Énoncé 1: Recopiez les lignes de données ci-dessous, de la première jusqu'à celle qui contient "(0, 262), (1024, 511)" incluse, en substituant "Required output format" à "Expected output format" sans rien modifier d'autre. Omettez les images.

Extrait du texte:
Après avoir démarré une campagne avant l’heure, en vue des municipales au Plateau, Fabrice Sawegnon semble freiner des quatre fers. L’homme n’est pas financièrement essoufflé, rien s’en faut, il est à un carrefour où le doute s’installe, ajoutée à cela, la posture même du président Alassane Ouattara, son parrain, sur les candidatures indépendantes, dans son sillage.
Pour Fabrice Sawegnon, la prise de pouvoir à la mairie du Plateau paraissait un jeu d’enfants. Communicateur prospère, mais tacticien mitigé, il s’est lancé dans la campagne avant l’heure. Déjà en 2015, il annonçait les couleurs, au lendemain de l’élection présidentielle. C’est que le patron de Voodoo s’était très vite vu en faiseur de rois et sans doute de destin.
De mémoire, il est le seul à avoir annoncé sa candidature à une élection locale, trois ans plus tôt. Le filleul du président Alassane Ouattara avait misé sur un duel à l’usure, pour abattre politiquement son principal challenger Noël Akossi Bendjo. La première erreur de l’homme d’affaires qui s’est lancé sur le tard en politique, a été de croire que le vieux renard du PDCI qui dirige la commune depuis 2001 et qui avait déclaré devant témoins qu’il ne se représenterait pas en 2018, avant de revenir sur sa position ; allait facilement rendre les armes.
Dans sa stratégie de manger du Bendjo, Sawegnon a plutôt renforcé la combativité de celui-ci. Même s’il n’a plus sa superbe de son premier mandat, encore moins ses hommes des premières heures, le secrétaire exécutif du PDCI n’a pas plié. Autre erreur de Sawegnon : le fait de n’avoir pas pris en compte, dans ses calculs, le troisième homme de cette campagne qui soulève les passions des Abidjanais, une erreur d’appréciation sinon de débutant qui se retourne aujourd’hui contre une personne qui se vante d’avoir conduit la campagne de plusieurs présidents africains.
Ouattara Dramane dit OD, personne ne l’avait vu venir, ni Fabrice Sawegnon, ni Akossi Bendjo, ni même la presse qui ne s’intéressait à lui que pendant quelques shows d’artistes qu’il déplaçait à Abidjan. Mais ce militant du RDR, l’un des premiers fondateurs du parti d’Henriette Dagri Diabaté, au Plateau, en 1994 (donc à ses débuts) avançait, sans faire de bruits, y compris dans des bastions imprenables de Bendjo (il a intégré la catégorie Tchagba d’Abobodoumé, village natal de Bendjo). Au point où aujourd’hui, OD se montre comme un challenger sérieux.

Données extraites:
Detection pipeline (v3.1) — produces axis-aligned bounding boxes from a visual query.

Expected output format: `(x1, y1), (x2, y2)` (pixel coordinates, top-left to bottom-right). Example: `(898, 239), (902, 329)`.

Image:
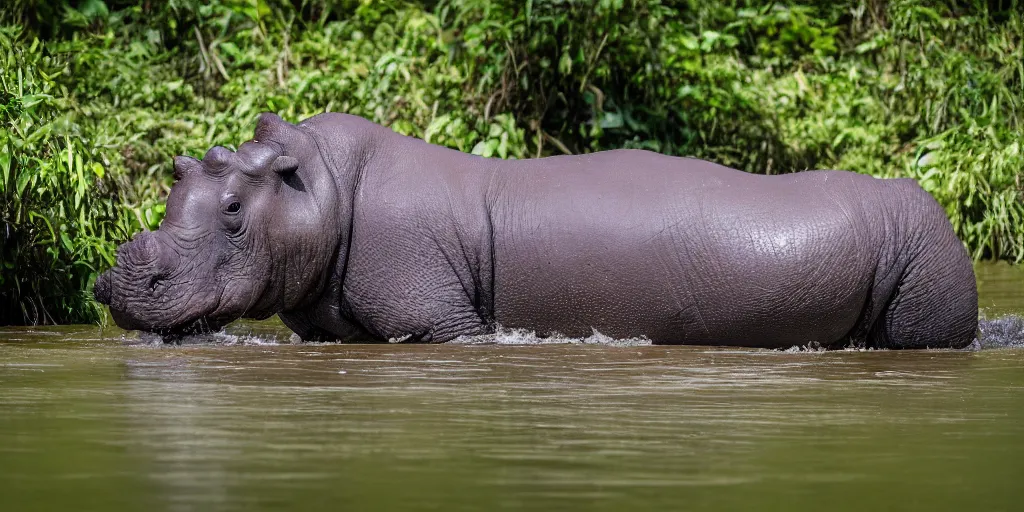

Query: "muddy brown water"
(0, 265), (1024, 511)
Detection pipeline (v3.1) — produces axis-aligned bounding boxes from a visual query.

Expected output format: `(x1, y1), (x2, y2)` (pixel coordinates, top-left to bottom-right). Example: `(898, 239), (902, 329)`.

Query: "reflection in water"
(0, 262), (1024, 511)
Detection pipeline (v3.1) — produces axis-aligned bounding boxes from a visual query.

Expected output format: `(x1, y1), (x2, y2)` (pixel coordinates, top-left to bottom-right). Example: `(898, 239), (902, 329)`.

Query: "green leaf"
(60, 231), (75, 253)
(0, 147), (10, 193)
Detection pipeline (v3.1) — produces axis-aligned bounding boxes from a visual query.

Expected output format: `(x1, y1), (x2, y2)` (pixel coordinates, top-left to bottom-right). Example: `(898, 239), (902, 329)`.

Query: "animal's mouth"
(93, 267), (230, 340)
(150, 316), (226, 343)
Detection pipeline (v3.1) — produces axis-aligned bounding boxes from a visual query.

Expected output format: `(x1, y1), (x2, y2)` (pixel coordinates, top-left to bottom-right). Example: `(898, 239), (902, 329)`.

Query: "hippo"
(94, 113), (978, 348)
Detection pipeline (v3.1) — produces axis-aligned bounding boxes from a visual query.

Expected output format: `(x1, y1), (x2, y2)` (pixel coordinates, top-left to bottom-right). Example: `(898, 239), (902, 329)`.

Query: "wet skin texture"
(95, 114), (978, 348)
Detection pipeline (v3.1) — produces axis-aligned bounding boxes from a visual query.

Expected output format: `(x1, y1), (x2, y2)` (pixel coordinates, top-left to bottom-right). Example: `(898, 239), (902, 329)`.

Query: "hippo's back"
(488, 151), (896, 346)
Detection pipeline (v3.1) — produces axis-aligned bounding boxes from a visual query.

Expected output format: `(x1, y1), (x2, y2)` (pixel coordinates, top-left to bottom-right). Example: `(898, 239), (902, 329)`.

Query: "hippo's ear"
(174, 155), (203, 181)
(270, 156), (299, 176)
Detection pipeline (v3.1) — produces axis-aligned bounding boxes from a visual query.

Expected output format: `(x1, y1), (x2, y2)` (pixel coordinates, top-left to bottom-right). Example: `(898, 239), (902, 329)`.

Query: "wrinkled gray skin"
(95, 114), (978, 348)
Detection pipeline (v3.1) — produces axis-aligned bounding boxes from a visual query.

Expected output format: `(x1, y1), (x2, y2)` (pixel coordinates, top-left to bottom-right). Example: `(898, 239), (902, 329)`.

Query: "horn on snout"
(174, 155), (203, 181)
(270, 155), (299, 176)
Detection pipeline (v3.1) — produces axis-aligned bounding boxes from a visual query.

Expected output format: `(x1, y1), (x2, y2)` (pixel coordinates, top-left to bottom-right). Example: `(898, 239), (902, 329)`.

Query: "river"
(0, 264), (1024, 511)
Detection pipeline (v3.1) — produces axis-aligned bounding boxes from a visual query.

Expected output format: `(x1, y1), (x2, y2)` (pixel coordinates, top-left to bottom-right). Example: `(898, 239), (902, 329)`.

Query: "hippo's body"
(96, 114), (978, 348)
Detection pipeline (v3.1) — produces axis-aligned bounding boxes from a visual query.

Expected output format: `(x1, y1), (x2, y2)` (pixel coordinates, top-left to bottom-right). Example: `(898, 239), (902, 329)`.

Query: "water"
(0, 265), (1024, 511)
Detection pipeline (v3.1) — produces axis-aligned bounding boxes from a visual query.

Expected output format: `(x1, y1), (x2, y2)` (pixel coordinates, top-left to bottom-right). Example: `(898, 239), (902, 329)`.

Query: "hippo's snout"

Énoncé 2:
Répondez brièvement à partir de l'article sur la mairie du Plateau.
(a) Depuis quelle année Noël Akossi Bendjo dirige-t-il la commune ?
(b) En quelle année Fabrice Sawegnon annonçait-il déjà les couleurs ?
(c) En quelle année Ouattara Dramane a-t-il participé à la fondation du parti au Plateau ?

Corrigé rédigé 1:
Detection pipeline (v3.1) — produces axis-aligned bounding boxes from a visual query.

Required output format: `(x1, y1), (x2, y2)` (pixel coordinates, top-left to bottom-right). Example: `(898, 239), (902, 329)`.

Image:

Query: "muddy brown water"
(0, 265), (1024, 511)
Detection pipeline (v3.1) — produces axis-aligned bounding boxes from a visual query.

Required output format: `(x1, y1), (x2, y2)` (pixel coordinates, top-left to bottom-right). Example: `(898, 239), (902, 329)`.

Query: "reflection in water"
(0, 262), (1024, 511)

Corrigé rédigé 2:
(a) Depuis 2001.
(b) En 2015.
(c) En 1994.